* [Source passage]:

1) When I was a kid, we handled combat in D&D through actually fighting with one another. I think I've mentioned that one before.
2) I didn't own polyhedral dice until around age 13 or so. Kludges until that time involved any random element of the environment, from VCR clocks to chits to that pencil-picking method you use in the Lone Wolf series (I had three of the books, and we tried using all three grids at once to mimic large rolls, except I hate breaking the spines of books, so we couldn't lay them out flat, and you had to hold one and a pencil while someone else held the other two and got stabbed in the hand by your pencil).
We also had those folded paper things, but only one dude could make them, and we kept on getting skivved because he would "load the dice" as it were by writing only high numbers on them. He insisted that he ought to be DM because he was the only one who could produce them, and we eventually agreed.
Once I got the dice, I insisted that only I could touch them, and everyone else had to pay a "dice handling fee" when they made a roll.
3) The same dude owned the only Rules Cyclopedia we had, and due to an ongoing spat between us, he would never lend it to me except for five minute chunks every twenty minutes, even when I was DMing. This meant that the only rules I knew were THAC0, the elf class, and immortal quests (also, he got the D&D book set in Glantri that deals with werewolves and whatnot and I stole it from him after a fight and thus learnt all about how werewolves work in RC D&D). Also, that we could only solve one rules dispute per recess, making for a very slow pace of play. I compensated for this by writing my own rules, which I mostly stole from the Palladium system, and which he was not allowed to read.

* [To be done]:
Copy out the whole piece about playing D&D as a kid, word for word.

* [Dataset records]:
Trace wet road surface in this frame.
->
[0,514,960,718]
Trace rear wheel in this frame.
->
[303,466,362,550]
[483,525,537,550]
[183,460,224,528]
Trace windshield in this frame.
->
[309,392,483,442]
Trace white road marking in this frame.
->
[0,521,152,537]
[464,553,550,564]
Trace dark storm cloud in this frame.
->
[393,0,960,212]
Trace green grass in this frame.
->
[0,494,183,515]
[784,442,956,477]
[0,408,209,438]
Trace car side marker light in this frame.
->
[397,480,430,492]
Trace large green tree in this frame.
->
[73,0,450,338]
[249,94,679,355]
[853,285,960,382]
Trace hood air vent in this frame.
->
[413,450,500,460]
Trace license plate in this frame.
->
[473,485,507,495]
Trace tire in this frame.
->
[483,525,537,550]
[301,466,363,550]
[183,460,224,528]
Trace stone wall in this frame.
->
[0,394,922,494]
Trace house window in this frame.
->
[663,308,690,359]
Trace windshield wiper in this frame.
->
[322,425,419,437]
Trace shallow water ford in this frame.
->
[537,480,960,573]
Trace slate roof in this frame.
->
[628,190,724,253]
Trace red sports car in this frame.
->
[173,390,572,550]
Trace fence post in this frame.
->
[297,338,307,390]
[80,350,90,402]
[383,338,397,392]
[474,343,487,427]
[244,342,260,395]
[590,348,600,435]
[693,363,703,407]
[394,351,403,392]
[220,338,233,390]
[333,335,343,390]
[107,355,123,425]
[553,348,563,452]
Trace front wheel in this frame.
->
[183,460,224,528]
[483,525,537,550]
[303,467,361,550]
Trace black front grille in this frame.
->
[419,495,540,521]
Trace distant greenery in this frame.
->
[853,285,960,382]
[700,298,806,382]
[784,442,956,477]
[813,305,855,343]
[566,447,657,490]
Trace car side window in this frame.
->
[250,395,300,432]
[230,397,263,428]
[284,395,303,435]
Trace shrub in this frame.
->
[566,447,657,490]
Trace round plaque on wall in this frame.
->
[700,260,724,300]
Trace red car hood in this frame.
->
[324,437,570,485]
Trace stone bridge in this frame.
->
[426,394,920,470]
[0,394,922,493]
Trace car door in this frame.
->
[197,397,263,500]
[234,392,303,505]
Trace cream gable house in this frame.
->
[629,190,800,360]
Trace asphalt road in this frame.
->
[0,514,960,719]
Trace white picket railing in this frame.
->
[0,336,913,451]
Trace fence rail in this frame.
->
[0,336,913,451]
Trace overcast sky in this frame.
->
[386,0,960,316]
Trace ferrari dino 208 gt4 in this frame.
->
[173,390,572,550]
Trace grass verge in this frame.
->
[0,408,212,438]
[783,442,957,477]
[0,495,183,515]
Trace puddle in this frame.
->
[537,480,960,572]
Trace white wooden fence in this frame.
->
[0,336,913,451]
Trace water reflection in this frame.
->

* [Response to this exercise]:
1) When I was a kid, we handled combat in D&D through actually fighting with one another. I think I've mentioned that one before.
2) I didn't own polyhedral dice until around age 13 or so. Kludges until that time involved any random element of the environment, from VCR clocks to chits to that pencil-picking method you use in the Lone Wolf series (I had three of the books, and we tried using all three grids at once to mimic large rolls, except I hate breaking the spines of books, so we couldn't lay them out flat, and you had to hold one and a pencil while someone else held the other two and got stabbed in the hand by your pencil).
We also had those folded paper things, but only one dude could make them, and we kept on getting skivved because he would "load the dice" as it were by writing only high numbers on them. He insisted that he ought to be DM because he was the only one who could produce them, and we eventually agreed.
Once I got the dice, I insisted that only I could touch them, and everyone else had to pay a "dice handling fee" when they made a roll.
3) The same dude owned the only Rules Cyclopedia we had, and due to an ongoing spat between us, he would never lend it to me except for five minute chunks every twenty minutes, even when I was DMing. This meant that the only rules I knew were THAC0, the elf class, and immortal quests (also, he got the D&D book set in Glantri that deals with werewolves and whatnot and I stole it from him after a fight and thus learnt all about how werewolves work in RC D&D). Also, that we could only solve one rules dispute per recess, making for a very slow pace of play. I compensated for this by writing my own rules, which I mostly stole from the Palladium system, and which he was not allowed to read.